YOUR GOAL: Repeat everything in the court excerpt about Ms. Lefort's redundancy from "Ms. Lefort had" down to "in for her.", word for word.

From the Court’s questioning of the respondent, it is satisfied that the respondent mistakenly regarded the complainant’s contract as ‘non existent’, when her work permit expired on 24th April 2003 and she continued to be out on sick leave. However, he stated that he fully understood that on being deemed fit to return to work that he was obliged to take her back.
When questioned about selection for redundancy procedures and why Ms. Lefort was selected ahead of others in the Laboratory, the respondent explained that Ms. Lefort did not carry out repair work whereas Mr. L. and Ms. G, who had shorter service, carried out all functions, both manufacturing and repairs. He explained to the Court how he could not trust her to carry out repair work and he had had to watch over her in the past.
Ms. Lefort had arrived ‘out of the blue’ on 10th June 2003 and stated that she was now fit to resume work.
The reason for her return visit after a gap of three days was to ascertain whether there was sufficient work available for her to return to. The respondent had explained on 10th June that he needed to clarify the work situation as things had changed during her absence and a part time employee had filled in for her.
The complainant at this point offered to reduce her hours of work in order to return.
It is common case that on 13th June, the complainant was not reporting for work, but to be informed whether there was sufficient work available for her to return to. While Counsel for the complainant disputes the contention that there was not sufficient work for Ms. Lefort to return to, the Court finds that by virtue of the offer made to work part-time; Ms. Lefort was accepting that there was a reduced workload. She was prepared to accommodate and facilitate the situation. On 10th June, Ms. Lefort made no objections to the respondent when he indicated that he needed to speak to Mr. L about his working hours.

(Stored entries)
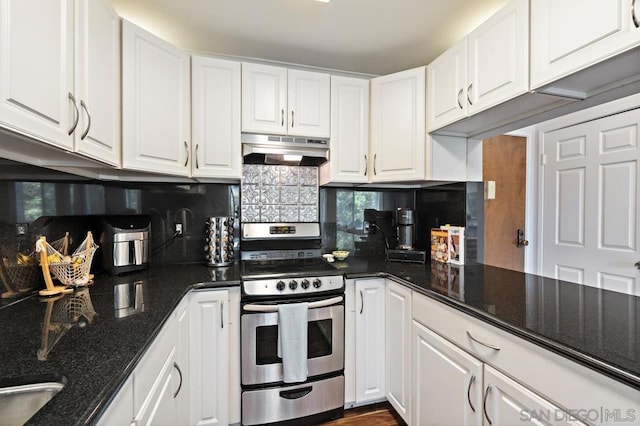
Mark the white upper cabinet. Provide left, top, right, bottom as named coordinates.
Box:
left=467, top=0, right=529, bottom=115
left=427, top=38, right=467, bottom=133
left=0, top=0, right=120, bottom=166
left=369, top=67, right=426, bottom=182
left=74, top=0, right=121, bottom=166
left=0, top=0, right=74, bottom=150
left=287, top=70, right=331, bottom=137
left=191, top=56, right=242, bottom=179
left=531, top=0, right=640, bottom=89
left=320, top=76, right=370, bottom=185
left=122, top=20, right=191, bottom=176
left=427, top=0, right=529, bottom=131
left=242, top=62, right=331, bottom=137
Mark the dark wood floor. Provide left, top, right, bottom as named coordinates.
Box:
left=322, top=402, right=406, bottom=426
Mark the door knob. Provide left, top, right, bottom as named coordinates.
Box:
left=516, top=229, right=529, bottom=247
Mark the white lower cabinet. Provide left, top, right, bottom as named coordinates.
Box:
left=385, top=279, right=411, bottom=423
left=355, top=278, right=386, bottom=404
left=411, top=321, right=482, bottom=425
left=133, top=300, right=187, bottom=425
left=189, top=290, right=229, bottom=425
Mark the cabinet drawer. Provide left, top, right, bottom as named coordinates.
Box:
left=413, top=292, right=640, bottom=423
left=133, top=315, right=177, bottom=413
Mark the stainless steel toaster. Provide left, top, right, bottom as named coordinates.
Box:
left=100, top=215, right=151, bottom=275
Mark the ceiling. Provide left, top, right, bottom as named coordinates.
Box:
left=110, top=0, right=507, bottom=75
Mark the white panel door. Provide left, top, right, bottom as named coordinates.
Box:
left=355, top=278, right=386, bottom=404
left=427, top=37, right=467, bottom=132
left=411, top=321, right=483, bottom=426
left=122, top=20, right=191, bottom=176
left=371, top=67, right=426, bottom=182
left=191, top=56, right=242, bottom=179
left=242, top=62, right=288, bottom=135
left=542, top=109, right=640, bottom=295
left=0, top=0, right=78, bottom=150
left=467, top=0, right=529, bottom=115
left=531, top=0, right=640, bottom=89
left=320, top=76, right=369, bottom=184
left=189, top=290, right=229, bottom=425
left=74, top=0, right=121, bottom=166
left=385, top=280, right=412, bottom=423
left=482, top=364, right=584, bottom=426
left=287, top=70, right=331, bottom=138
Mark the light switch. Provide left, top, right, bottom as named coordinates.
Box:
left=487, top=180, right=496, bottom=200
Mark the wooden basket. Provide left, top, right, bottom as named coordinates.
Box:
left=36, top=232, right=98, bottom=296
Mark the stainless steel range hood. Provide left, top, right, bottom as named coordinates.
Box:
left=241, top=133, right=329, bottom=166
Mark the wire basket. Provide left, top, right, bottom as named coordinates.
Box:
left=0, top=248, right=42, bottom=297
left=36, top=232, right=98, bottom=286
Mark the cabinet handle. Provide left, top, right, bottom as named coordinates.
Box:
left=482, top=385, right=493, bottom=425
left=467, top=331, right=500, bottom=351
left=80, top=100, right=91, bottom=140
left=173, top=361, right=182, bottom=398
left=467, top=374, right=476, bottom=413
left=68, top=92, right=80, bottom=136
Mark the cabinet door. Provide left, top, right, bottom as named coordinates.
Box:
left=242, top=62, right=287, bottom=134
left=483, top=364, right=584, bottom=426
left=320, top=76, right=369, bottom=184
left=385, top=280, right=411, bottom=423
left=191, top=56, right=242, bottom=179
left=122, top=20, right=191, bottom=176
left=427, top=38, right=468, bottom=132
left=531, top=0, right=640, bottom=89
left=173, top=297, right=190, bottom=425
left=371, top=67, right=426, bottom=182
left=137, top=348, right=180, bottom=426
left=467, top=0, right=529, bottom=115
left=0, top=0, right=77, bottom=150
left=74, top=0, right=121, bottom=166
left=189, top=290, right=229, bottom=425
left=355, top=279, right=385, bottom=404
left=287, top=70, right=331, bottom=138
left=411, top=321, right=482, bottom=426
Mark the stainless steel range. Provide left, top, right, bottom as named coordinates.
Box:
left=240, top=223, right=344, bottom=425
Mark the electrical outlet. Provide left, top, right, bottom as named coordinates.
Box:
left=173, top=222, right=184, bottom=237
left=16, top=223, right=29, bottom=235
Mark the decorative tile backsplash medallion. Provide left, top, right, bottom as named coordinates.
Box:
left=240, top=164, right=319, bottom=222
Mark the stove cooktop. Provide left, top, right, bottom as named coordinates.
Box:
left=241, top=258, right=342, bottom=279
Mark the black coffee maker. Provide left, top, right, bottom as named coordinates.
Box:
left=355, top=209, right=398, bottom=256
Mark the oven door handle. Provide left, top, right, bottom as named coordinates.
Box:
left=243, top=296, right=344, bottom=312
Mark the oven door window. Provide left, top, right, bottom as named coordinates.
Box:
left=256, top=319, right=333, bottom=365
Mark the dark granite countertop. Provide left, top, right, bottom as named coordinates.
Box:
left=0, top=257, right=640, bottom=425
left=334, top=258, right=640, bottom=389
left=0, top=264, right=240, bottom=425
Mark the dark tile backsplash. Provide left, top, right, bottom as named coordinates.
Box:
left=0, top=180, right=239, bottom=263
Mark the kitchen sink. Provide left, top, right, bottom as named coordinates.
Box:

EXERCISE OUTPUT:
Ms. Lefort had arrived ‘out of the blue’ on 10th June 2003 and stated that she was now fit to resume work.
The reason for her return visit after a gap of three days was to ascertain whether there was sufficient work available for her to return to. The respondent had explained on 10th June that he needed to clarify the work situation as things had changed during her absence and a part time employee had filled in for her.